I understand I can add some film grain to get that "movie look" in my video. Does anyone have any recomendations on how much I should use or any other tricks? Thanx in advance
I think it's a very subjective thing -- that even changes in feature films. One of my favorite films ths season, for example, is "Love Actually" (I'm a very big fan of Richard Curtis' writing). Anyway, the opening sequence is somewhat undersaturated and more grainy than one would expect; and much more so than the rest of the film. There's an artistic purpose in this look, of course. I bit and bought all the Zenote plug-ins and do like their film grain for its options and flexibiltiy.
Here's my two bobs worth on film grain in DV:
Grain on film isn't a constant thing, if you look at one frame of 35mm the grain looks pretty horrid typicaly, depending on the stock and how much it was pushed. When it's projected though the grain averages out.
Now any half decent transfer from 35mm to DV really shouldn't show any grain, you've dropped the resolution so much the original grain should have been well and truly averaged out unless it was truly woeful in the original.
Also grain is the film equivalent of noise, neither of these add to image quality, with DV and mpeg compression the situation gets much worse, mpeg encoders have a hard time with either of these because it's moving over time so a large amount of available bandwidth gets used up encoding "noise", bandwidth that could be better used avoiding artifacts.
Sorry but I just find in general the whole concept a bit wierd, trying to simulate the limitations of one medium into a totaly different one stikes me as odd, I've yet to hear of a cimematographer trying to add noise in the blacks to make his movie look like video!
● ● ● ●
**ACTIONS TO TAKE:**
A. In the film grain discussion, what happens to the grain of 35mm film when it is projected?
B. Please extend the film grain discussion, picking up right after its final sentence.

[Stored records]
● ● ● ●
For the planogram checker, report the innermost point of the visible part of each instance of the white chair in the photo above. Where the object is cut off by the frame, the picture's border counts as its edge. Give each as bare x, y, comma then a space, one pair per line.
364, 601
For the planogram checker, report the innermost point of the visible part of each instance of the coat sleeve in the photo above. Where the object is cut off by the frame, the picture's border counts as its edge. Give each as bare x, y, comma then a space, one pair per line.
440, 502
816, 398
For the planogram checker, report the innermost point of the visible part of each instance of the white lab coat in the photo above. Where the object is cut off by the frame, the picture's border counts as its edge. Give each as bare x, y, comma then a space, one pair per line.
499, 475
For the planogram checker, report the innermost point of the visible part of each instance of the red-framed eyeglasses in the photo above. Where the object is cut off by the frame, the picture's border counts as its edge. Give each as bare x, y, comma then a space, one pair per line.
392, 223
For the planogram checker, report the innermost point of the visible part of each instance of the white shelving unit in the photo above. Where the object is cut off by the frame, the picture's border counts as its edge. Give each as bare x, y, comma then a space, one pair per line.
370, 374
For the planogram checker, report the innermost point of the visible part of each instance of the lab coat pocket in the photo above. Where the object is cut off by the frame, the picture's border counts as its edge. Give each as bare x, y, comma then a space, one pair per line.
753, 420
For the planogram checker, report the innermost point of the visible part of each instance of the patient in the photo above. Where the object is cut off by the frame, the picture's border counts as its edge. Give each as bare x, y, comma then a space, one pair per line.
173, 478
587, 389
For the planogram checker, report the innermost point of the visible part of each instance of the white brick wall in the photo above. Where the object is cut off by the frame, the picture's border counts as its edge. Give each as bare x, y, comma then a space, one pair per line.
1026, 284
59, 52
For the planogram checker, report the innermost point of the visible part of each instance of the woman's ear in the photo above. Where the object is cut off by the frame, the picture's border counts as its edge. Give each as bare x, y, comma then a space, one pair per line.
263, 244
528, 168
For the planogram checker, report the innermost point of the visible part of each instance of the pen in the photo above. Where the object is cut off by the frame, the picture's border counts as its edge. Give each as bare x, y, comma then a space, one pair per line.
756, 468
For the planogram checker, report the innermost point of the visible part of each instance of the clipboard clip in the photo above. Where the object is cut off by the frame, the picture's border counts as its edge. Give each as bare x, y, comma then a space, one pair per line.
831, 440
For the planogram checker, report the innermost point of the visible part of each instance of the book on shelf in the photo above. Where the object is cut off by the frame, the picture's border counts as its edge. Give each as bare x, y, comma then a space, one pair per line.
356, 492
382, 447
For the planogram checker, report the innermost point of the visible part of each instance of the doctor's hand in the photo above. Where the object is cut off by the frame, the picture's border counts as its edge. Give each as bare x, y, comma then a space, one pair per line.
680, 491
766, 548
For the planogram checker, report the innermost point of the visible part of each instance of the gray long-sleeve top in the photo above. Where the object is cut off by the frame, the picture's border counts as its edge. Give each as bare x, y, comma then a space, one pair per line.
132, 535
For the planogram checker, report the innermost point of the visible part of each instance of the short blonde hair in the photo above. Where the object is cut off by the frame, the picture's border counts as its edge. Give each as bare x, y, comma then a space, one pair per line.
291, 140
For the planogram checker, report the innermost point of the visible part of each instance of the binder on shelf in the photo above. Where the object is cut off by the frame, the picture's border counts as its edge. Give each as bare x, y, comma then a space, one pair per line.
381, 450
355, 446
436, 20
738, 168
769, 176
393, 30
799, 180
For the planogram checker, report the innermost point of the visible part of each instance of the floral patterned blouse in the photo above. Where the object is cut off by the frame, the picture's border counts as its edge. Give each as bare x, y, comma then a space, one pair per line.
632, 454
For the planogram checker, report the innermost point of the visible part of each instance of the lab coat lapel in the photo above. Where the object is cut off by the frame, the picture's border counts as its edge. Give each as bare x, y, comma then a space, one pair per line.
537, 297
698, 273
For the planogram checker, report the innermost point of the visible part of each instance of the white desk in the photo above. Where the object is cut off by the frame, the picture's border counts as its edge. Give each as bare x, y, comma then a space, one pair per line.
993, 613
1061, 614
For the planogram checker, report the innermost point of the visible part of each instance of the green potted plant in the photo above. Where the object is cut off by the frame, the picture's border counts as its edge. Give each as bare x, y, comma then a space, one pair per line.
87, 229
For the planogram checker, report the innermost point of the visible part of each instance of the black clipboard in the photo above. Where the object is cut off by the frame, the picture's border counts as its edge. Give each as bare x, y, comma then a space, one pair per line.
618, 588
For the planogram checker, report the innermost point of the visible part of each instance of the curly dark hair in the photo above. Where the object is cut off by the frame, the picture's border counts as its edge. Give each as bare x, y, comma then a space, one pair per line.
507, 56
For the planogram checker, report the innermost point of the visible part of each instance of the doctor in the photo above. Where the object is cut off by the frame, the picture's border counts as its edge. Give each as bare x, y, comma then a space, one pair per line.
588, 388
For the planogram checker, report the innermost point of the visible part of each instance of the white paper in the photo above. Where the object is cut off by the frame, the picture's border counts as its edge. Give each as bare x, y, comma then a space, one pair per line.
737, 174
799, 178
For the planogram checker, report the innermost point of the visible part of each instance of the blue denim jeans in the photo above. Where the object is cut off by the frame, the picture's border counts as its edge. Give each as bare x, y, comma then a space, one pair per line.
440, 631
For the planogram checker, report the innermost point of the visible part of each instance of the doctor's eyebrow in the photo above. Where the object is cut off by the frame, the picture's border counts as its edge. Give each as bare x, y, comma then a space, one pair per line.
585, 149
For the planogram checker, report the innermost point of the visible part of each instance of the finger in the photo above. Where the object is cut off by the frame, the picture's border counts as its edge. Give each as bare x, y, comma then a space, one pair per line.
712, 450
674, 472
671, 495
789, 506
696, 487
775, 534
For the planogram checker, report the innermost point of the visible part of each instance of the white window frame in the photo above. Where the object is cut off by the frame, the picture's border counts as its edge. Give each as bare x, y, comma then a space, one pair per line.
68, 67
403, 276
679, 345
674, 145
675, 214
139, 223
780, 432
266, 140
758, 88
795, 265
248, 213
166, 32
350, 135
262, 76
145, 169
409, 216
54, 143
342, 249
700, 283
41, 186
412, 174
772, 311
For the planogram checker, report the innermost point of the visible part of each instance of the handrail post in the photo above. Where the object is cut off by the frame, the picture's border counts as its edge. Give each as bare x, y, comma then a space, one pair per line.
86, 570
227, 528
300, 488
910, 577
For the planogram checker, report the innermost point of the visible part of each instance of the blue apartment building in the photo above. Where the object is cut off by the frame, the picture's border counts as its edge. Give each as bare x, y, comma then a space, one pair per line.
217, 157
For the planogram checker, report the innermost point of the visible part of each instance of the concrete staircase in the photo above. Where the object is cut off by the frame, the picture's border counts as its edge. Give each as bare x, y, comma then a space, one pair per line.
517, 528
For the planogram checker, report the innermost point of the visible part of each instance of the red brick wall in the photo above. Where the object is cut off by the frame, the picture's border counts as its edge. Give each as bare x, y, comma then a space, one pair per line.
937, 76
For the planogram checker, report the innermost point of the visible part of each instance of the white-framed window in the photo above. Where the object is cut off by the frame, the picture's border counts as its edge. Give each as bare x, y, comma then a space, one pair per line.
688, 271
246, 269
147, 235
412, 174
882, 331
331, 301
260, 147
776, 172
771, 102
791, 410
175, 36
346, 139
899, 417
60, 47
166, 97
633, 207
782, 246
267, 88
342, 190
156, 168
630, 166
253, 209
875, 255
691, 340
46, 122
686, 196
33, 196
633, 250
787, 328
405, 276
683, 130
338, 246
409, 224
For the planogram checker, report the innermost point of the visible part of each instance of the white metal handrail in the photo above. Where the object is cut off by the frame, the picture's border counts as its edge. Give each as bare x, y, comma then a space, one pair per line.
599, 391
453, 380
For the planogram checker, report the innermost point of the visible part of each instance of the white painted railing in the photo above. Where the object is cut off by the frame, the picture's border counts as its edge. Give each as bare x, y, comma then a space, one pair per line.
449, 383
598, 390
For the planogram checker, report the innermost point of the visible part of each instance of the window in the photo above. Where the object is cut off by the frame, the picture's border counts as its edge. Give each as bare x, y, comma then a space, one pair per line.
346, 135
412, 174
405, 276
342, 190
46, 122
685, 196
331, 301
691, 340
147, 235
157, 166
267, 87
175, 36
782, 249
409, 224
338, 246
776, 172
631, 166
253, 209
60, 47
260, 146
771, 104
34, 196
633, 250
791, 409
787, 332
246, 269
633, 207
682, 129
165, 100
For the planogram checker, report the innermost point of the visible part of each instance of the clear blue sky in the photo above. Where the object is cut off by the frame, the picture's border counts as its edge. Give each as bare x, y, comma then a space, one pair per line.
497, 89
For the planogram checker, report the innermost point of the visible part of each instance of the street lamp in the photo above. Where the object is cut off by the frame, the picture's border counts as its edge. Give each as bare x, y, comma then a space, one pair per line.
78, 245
● ● ● ●
**ANSWERS GIVEN:**
A. It averages out.

B.
That's not to say that grain, scratches and flicker don't have their place in DV production, just so many peope seem to be jumping on this bandwagon I'm certain it's being grossly overused.
I think there's a whole new "look" out there. It's called, "My Version of the Film Look." Film is film. Video (in the traditional sense) is video. I remember watching TV shows when they'd simulate the "camera's perspective" of a news crew. You knew it looked different from the rest of the show, but you couldn't put your finger on it. When you saw video, you noticed the sharpness, lack of depth, etc. Film was softer, richer, warmer.
Now, with plugins, filters, 35mm adapters, "frame mode" shooting, etc., we wind up with all sorts of in-between looks. Funny thing is, the more time passes, the more people in general are accepting the "video look." Probably by the time the videographers perfect the film look, nobody will really care.
The interesting thing is that over the years film people have made attempts to make film look less like film, from memory one of the approaches was to shoot at 60 fps. Running 70 mm stock at that speed was rather expensive though.
One of the latest ideas as it use HiDef video cameras at variable frame rates, for fast action the frame rate is cranked up during shooting and projection, to get better temporal resolution.
I would not do this unless absolutely necessary. On the short that I shot my DP did not notice that the camera was adding noise (which I agree looks just like grain in the video world) and I had to add grain or noise to scenes just to match the master shots.
If you're going for a film look, my opinion is that you should try everything else first before adding this. Then and only then would I play around with it and I'd get as many friends as possible to review the results. Very easy to over do this kind of thing. Of course, this is only my opinion.
You got a point here: to **match** different shots.
I tried grain many times just to see and always ended up without using it. To me , it looked too much "artificial". Curious no? That's why I asked in which way grain is different from one app to the other; I can't see how one could look more "natural" than the other... The fact is, I got more kick out of putting ND filters to the limit to open that damn iris at max and shooting subjects that are as far as possible from their respective background and using zoom (wide angle adaptor for subjects already not sor far away to avoid framing their molars only). Sony PD100. Manual focus.
It's a very subjective and personnal subject.
You could, for example, have shots without grain and insert this effect with certain shots to make it look "as if" it was shot years ago with a cheap 8mm film camera. Depends of what you want to acheive.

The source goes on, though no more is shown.